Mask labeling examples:
• • • • •

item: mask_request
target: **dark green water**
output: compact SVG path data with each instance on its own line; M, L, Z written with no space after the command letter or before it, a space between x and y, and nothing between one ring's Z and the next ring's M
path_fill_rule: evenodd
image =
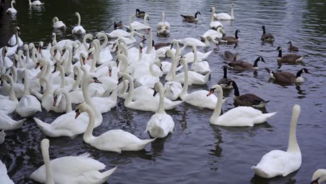
M75 12L82 16L82 25L87 33L95 33L113 30L113 22L122 20L125 24L130 13L137 8L150 15L149 24L156 32L156 24L161 20L161 11L171 25L169 38L157 38L156 42L167 42L172 38L199 38L208 29L210 7L216 12L230 13L229 1L68 1L47 0L40 8L29 8L28 1L17 1L15 17L5 14L10 4L6 1L0 9L0 47L20 27L24 43L40 40L48 43L54 31L52 19L57 16L68 26L64 32L57 31L57 40L70 38L71 29L77 24ZM309 183L313 171L326 165L326 3L323 1L236 1L234 22L222 23L228 34L239 29L241 39L238 47L222 45L219 49L199 49L201 52L214 49L207 59L212 69L207 86L192 86L189 89L208 89L222 77L222 50L238 53L241 58L253 62L263 56L257 73L229 72L229 77L238 82L240 94L254 93L271 102L267 111L278 114L268 121L253 128L224 128L210 125L212 111L183 104L169 111L176 123L174 132L166 139L155 141L146 150L117 154L97 150L84 143L82 135L75 139L51 138L50 158L77 155L89 152L104 163L107 168L118 166L109 178L110 183ZM198 24L183 22L180 14L192 14L196 10L202 15ZM141 21L136 19L135 20ZM261 25L273 33L274 44L262 43ZM309 54L304 67L311 75L304 75L306 82L300 87L283 86L269 81L264 67L274 70L295 73L303 66L282 66L277 69L277 46L286 50L288 40L299 47L300 54ZM190 52L190 48L183 54ZM226 112L233 107L233 91L224 94L229 100L223 107ZM286 150L288 144L292 107L301 105L302 114L297 127L297 137L302 154L302 164L296 172L286 177L262 179L254 175L250 167L273 149ZM103 114L102 125L95 130L98 135L113 128L130 132L142 139L146 122L153 113L134 111L123 106L119 100L116 108ZM36 116L46 121L58 114L45 112ZM14 115L14 118L18 118ZM7 165L8 174L16 183L35 183L29 176L43 164L40 150L40 140L45 135L32 118L22 129L8 131L5 143L0 145L0 160Z

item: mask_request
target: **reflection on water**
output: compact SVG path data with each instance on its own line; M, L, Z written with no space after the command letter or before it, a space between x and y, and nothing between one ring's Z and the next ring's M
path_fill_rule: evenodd
M183 103L177 109L168 111L174 120L174 132L163 139L156 140L146 150L123 152L121 154L97 150L85 144L82 135L73 138L50 138L50 158L77 155L89 152L107 167L118 166L110 177L110 183L309 183L312 173L323 168L326 155L325 142L326 103L324 85L326 61L326 3L322 1L235 1L234 21L222 21L228 35L234 36L236 29L240 41L237 45L222 44L210 48L198 48L201 52L213 50L207 59L212 73L207 85L189 87L189 92L208 89L223 77L223 50L236 53L249 63L262 56L266 63L259 63L257 71L238 72L230 70L228 77L239 85L240 94L254 93L270 100L265 109L278 112L268 123L252 128L228 128L210 125L212 110L203 109ZM150 14L149 24L154 33L155 43L170 42L173 38L193 37L199 38L208 29L210 7L216 13L230 13L230 1L86 1L47 0L40 7L29 7L28 1L17 1L17 15L5 14L10 6L6 1L0 6L0 47L2 47L13 33L13 28L20 27L24 43L38 45L51 41L52 32L58 41L63 39L81 39L71 34L77 23L75 12L81 14L82 25L87 33L109 33L113 22L121 20L127 24L129 16L136 8ZM171 25L167 37L155 35L156 24L162 20L161 11L166 14L166 21ZM202 15L196 24L183 22L180 14L193 14L199 10ZM58 17L67 29L54 30L52 20ZM142 22L139 18L134 21ZM261 40L261 26L275 36L274 43ZM146 33L145 31L141 31ZM146 35L146 37L148 35ZM138 39L140 41L141 39ZM299 47L297 54L305 55L303 63L296 65L281 64L277 61L276 48L281 46L286 54L286 43L291 40ZM148 43L148 39L144 44ZM137 45L136 43L134 45ZM192 52L186 48L182 53ZM264 70L287 71L295 74L304 66L311 74L304 75L306 82L295 84L278 84L270 80ZM224 90L224 96L229 99L222 112L234 107L233 91ZM298 171L286 177L263 179L254 175L250 167L257 164L261 157L273 149L286 150L289 131L291 109L293 104L302 107L297 136L302 152L302 165ZM111 129L122 129L141 139L149 137L143 132L147 121L153 114L125 108L123 100L118 100L117 107L103 114L102 125L94 131L100 135ZM56 113L37 113L42 120L54 120ZM14 114L15 119L20 118ZM8 167L9 176L15 183L36 183L29 176L43 161L39 148L45 135L28 118L22 129L8 131L5 143L0 145L0 160ZM236 177L235 177L236 176Z

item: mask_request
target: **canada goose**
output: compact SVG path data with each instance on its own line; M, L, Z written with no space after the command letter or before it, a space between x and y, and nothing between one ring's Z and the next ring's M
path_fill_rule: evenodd
M259 61L265 63L264 59L262 56L259 56L255 60L254 65L249 63L247 63L246 61L236 61L236 62L232 62L232 63L227 63L227 64L233 70L238 70L238 71L244 71L244 70L258 70L258 67L257 63Z
M194 17L192 16L192 15L181 15L181 17L183 18L184 21L187 21L187 22L198 22L199 19L197 17L197 15L199 14L201 15L201 13L200 12L197 11L195 13Z
M288 44L290 44L290 46L288 46L288 51L297 51L297 52L299 51L299 49L298 49L297 47L293 46L293 45L292 45L292 42L291 42L291 41L289 41L289 42L288 43Z
M247 93L244 95L240 95L239 89L238 85L234 81L230 81L228 86L232 86L234 89L234 102L240 106L250 106L254 107L263 108L266 106L266 104L270 101L265 101L261 98L255 94Z
M295 62L300 62L302 61L302 59L304 56L300 56L294 54L288 54L286 55L282 56L282 47L278 47L276 50L279 51L277 61L281 63L295 63Z
M232 81L231 79L228 79L228 66L224 66L222 68L223 68L224 72L223 78L217 82L217 84L221 86L222 89L233 89L233 86L232 85L228 86L228 82Z
M273 42L275 40L274 38L273 34L266 33L266 31L265 30L265 26L262 26L261 28L263 29L263 35L261 36L261 39L263 41Z
M146 12L141 11L139 9L136 9L136 17L142 17L145 16Z
M280 82L284 83L300 83L304 82L304 79L301 77L301 74L303 72L309 73L308 70L305 68L301 69L297 72L297 75L292 74L288 72L272 72L270 68L265 68L269 73L270 78L275 79Z
M239 29L235 30L235 38L233 36L224 36L222 39L226 41L227 43L238 43L240 39L239 37L238 37L238 33L241 33Z
M121 28L123 28L123 25L121 21L119 21L119 22L114 22L114 29L121 29Z

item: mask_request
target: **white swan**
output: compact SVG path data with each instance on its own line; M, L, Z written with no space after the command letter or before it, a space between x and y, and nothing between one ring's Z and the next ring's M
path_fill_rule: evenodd
M6 74L1 74L1 80L8 81L10 85L9 89L8 99L0 99L0 104L1 105L0 105L0 112L8 114L16 110L17 105L18 105L18 100L15 95L15 86L13 78ZM0 129L3 128L0 128Z
M41 6L44 4L44 3L41 3L41 1L38 0L34 1L33 2L31 2L31 0L29 0L29 5L31 5L31 6Z
M15 9L15 8L13 7L14 3L16 3L16 1L11 1L11 8L9 8L7 9L7 10L6 11L6 13L8 14L16 14L17 13L16 9Z
M42 183L100 184L106 182L116 169L116 167L100 173L99 171L105 169L105 165L90 158L88 153L78 156L58 158L50 161L49 139L42 139L40 147L44 164L33 171L30 177Z
M149 132L152 137L164 138L169 132L173 132L174 128L174 121L172 117L167 114L164 110L164 91L163 85L158 82L155 84L155 92L160 92L160 105L158 109L153 114L150 119L147 122L146 132Z
M153 139L139 139L136 136L122 130L111 130L100 136L93 135L94 129L95 114L92 108L87 104L78 105L76 109L76 118L82 112L86 112L89 116L89 123L86 131L84 134L84 141L98 149L121 153L122 151L140 151L147 144L153 142Z
M214 15L215 14L215 8L212 6L212 18L210 20L210 27L217 29L219 26L223 26L222 24L218 21L214 21Z
M230 16L228 14L225 13L220 13L217 14L215 14L214 17L217 20L234 20L234 15L233 15L233 6L234 3L231 4L231 15Z
M206 61L198 61L197 59L197 47L196 46L192 46L194 51L194 62L192 64L191 69L192 71L202 74L206 75L210 72L210 64Z
M300 106L295 105L292 110L288 149L286 151L273 150L263 155L256 166L251 167L258 176L266 178L277 176L286 176L300 168L301 151L296 137L297 122L300 114Z
M267 119L277 112L263 114L261 111L251 107L238 107L219 116L222 106L223 91L219 84L214 85L207 95L217 93L217 103L210 117L210 123L222 126L254 126L255 124L265 122Z
M52 19L52 23L53 23L52 26L54 29L65 29L65 24L62 21L59 21L57 17L54 17Z
M15 184L13 181L9 178L7 174L7 168L1 160L0 160L0 183L3 184Z
M311 184L323 183L326 181L326 169L319 169L316 171L311 178Z
M162 12L162 22L156 26L157 34L167 35L170 33L170 23L165 22L165 13Z
M76 12L75 15L78 17L78 24L77 26L72 29L72 33L73 34L84 34L86 33L85 29L82 26L80 25L80 15L79 13Z
M42 112L40 102L33 95L31 95L29 91L29 79L26 70L24 70L24 96L17 105L16 112L21 117L28 117L37 112Z

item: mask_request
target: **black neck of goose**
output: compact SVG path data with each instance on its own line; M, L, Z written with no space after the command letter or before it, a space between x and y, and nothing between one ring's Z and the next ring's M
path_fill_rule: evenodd
M232 86L234 89L234 95L240 96L239 89L238 88L237 84L234 81L232 82Z
M282 57L282 50L281 49L279 49L279 56L278 57Z
M223 78L227 79L228 78L228 68L226 67L223 68L224 75Z
M302 73L302 69L299 70L297 72L297 77L296 78L299 77L301 77L301 74Z

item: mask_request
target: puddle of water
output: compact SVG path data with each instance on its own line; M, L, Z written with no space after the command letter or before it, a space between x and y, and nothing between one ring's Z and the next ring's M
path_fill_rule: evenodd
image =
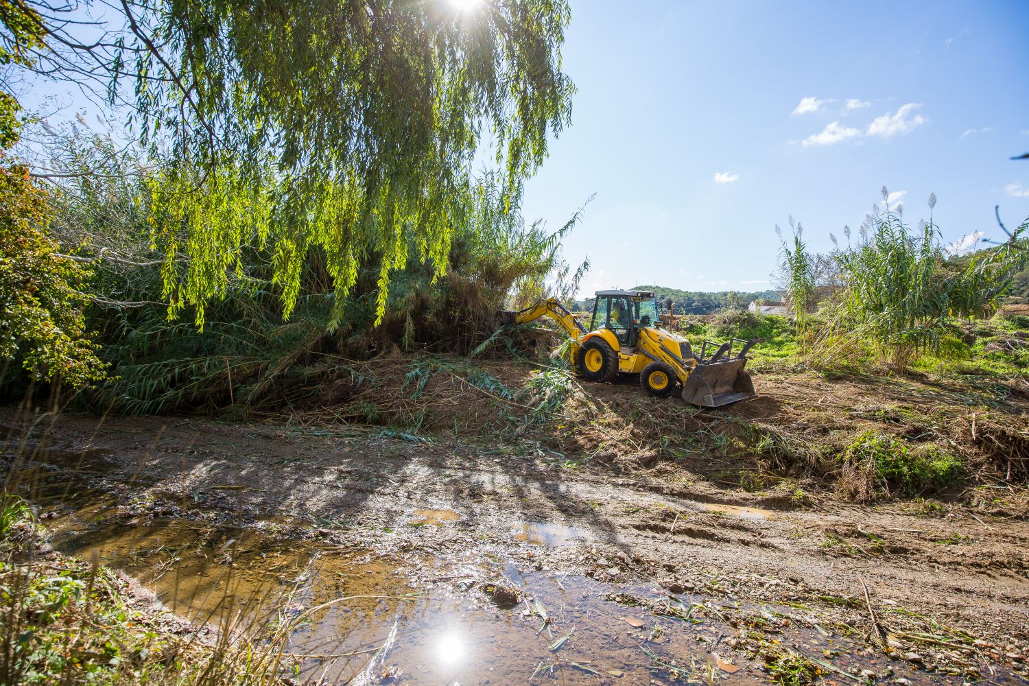
M541 521L523 521L514 527L514 540L545 548L556 548L560 545L570 545L589 538L574 527L544 523Z
M698 505L703 511L709 514L729 514L743 519L768 519L775 514L772 510L762 510L759 507L742 507L718 503L698 503Z
M83 465L83 476L86 470L104 471L96 464ZM554 577L512 563L459 566L426 555L341 550L255 528L141 516L119 496L85 488L85 478L70 478L67 471L45 470L35 483L38 494L62 498L45 506L58 513L44 520L56 548L125 570L194 621L242 623L254 631L284 629L287 652L300 660L304 679L365 686L498 685L528 683L535 674L534 683L597 684L598 675L602 683L706 683L710 651L741 667L721 674L724 683L766 679L753 662L720 643L736 633L720 616L731 609L715 604L709 610L699 604L703 598L670 598L653 588L619 588L579 576ZM724 505L704 509L753 518L772 514ZM414 516L413 523L428 526L460 518L452 510L429 509L416 510ZM538 522L524 522L513 533L517 540L540 546L588 538L571 527ZM520 597L510 609L498 609L484 593L500 577ZM632 598L616 602L611 593L619 591L644 598L650 609L635 605ZM688 612L684 615L682 609ZM233 623L241 615L242 622ZM861 667L881 672L885 665L879 657L864 657L862 644L801 628L799 622L783 628L777 640L819 659L823 651L843 651L833 658L843 669L858 665L850 660L859 654ZM935 675L904 676L914 683L939 683Z
M448 521L457 521L461 515L454 510L419 509L412 512L414 519L409 521L412 527L445 527Z

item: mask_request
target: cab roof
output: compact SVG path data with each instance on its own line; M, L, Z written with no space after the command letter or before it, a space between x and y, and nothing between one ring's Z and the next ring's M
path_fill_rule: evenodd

• • • • •

- [Stated exercise]: Can you update the rows from the beginning through the line that contains "M75 12L82 16L82", swapping "dark green water" for "dark blue water" and keeping everything else the same? Leave the pictures out of your answer.

- [Response to this exercise]:
item: mask_request
target: **dark blue water**
output: compact SVG path data with each instance on its own line; M, L, Z written with no space after the command letter or before it, a space between x and y, and nothing between one ring's Z and the next ring's M
path_fill_rule: evenodd
image =
M75 12L82 16L82 25L87 33L95 33L113 30L113 22L122 20L125 24L130 13L137 8L150 15L149 24L156 32L156 24L161 20L161 11L171 25L169 38L157 38L156 42L167 42L172 38L199 38L208 29L210 7L216 12L230 13L229 1L68 1L47 0L40 8L29 8L28 1L17 1L15 17L5 14L10 4L6 1L0 9L0 47L20 27L24 43L40 40L48 43L54 31L52 19L57 16L68 26L64 32L57 31L57 40L70 38L71 29L77 24ZM309 183L313 171L326 165L326 3L323 1L236 1L234 22L222 23L228 34L239 29L241 39L238 47L222 45L219 49L199 49L201 52L214 49L207 59L212 69L207 86L192 86L189 89L208 89L222 77L222 50L238 53L241 58L253 62L263 56L257 73L229 72L229 77L238 82L240 94L254 93L271 102L267 111L278 114L268 121L253 128L224 128L210 125L212 111L183 104L169 111L176 123L174 132L166 139L155 141L146 150L117 154L97 150L84 143L82 135L75 139L51 138L50 158L77 155L89 152L104 163L107 168L118 166L109 178L110 183ZM198 24L183 22L180 14L192 14L196 10L202 15ZM141 21L136 19L135 20ZM261 25L273 33L274 44L262 43ZM309 54L304 67L311 75L304 75L306 82L300 87L283 86L269 81L264 67L274 70L295 73L303 66L282 66L277 69L277 46L286 50L288 40L299 47L300 54ZM190 52L190 48L183 54ZM226 112L233 107L233 91L224 94L229 100L223 107ZM286 150L288 144L292 107L301 105L302 114L297 127L297 137L302 154L302 164L296 172L286 177L262 179L254 175L250 167L273 149ZM103 114L102 125L95 130L98 135L113 128L130 132L142 139L146 122L153 113L134 111L123 106L119 100L116 108ZM36 116L46 121L58 114L45 112ZM14 115L14 118L18 118ZM7 165L8 174L16 183L35 183L29 176L43 164L40 150L40 140L45 135L32 118L22 129L8 131L5 143L0 145L0 160Z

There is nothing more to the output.